◆ Exercise task: Gather each line from the items below that contains the string "chocolate", copying every matching line in full.

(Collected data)
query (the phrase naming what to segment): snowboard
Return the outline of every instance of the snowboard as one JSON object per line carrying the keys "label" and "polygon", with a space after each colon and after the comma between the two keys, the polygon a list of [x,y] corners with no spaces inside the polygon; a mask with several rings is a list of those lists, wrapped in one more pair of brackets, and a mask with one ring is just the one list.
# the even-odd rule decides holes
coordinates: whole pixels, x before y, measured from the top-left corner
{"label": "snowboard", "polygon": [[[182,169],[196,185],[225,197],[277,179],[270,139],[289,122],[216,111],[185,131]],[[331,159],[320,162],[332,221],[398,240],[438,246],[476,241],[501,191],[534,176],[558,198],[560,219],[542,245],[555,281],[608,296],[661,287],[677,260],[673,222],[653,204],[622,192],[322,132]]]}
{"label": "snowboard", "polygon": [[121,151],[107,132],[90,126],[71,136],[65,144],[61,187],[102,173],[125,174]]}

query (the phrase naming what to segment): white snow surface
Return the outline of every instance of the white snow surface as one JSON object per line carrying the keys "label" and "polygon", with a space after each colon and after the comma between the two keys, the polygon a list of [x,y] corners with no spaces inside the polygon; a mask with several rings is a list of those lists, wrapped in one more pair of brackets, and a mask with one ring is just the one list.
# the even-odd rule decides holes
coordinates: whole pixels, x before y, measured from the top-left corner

==

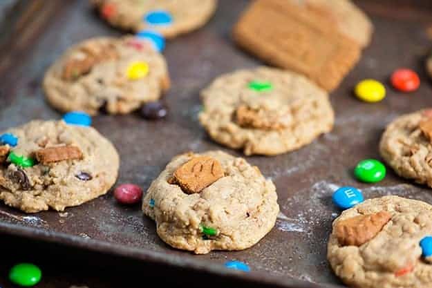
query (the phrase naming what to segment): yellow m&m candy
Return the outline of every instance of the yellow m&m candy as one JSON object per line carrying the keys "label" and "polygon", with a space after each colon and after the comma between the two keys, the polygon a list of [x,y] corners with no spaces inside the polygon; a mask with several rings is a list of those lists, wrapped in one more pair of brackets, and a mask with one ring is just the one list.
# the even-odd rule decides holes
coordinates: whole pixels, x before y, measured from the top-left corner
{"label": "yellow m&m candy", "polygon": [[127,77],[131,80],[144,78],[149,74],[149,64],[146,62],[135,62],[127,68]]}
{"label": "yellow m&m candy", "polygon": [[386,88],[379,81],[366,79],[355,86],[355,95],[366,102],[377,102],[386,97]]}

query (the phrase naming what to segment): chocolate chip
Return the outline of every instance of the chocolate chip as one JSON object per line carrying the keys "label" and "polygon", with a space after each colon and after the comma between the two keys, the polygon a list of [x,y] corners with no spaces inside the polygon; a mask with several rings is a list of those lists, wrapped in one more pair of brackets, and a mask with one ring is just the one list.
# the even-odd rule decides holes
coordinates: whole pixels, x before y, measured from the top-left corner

...

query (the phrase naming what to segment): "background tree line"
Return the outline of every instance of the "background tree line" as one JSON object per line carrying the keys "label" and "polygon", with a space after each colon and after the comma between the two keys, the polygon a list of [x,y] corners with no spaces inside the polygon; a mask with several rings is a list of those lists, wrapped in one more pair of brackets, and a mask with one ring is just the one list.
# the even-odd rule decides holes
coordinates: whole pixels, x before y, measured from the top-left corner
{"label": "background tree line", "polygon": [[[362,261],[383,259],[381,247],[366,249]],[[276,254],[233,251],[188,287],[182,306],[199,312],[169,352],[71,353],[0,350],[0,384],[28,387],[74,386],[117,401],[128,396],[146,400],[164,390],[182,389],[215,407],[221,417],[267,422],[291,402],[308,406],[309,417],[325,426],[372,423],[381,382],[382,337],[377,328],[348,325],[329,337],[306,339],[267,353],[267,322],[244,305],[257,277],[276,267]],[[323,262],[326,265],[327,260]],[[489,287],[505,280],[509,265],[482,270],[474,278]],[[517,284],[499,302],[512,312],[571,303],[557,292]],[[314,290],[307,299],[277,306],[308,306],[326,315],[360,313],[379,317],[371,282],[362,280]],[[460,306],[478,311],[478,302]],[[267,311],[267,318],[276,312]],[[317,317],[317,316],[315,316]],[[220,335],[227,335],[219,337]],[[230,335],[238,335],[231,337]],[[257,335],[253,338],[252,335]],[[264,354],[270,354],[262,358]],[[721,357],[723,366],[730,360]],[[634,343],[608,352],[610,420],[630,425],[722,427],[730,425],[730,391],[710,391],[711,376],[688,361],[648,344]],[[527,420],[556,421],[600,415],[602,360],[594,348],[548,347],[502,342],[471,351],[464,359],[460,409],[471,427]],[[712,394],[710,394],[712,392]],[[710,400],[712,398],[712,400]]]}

◆ Solution to the problem:
query (the phrase naming what to segment): chocolate chip
Return the outline of every instance of the chocolate chip as one JSON object per line carrying the keys "label" and "polygon", with a space after each colon and after the comma between the two keys, the polygon a list of [x,y] corners with no spaces inside the polygon; a mask with several rings is a list of those lists, wrapped in one more pair of brackets, and a mask with one ring is just the one list.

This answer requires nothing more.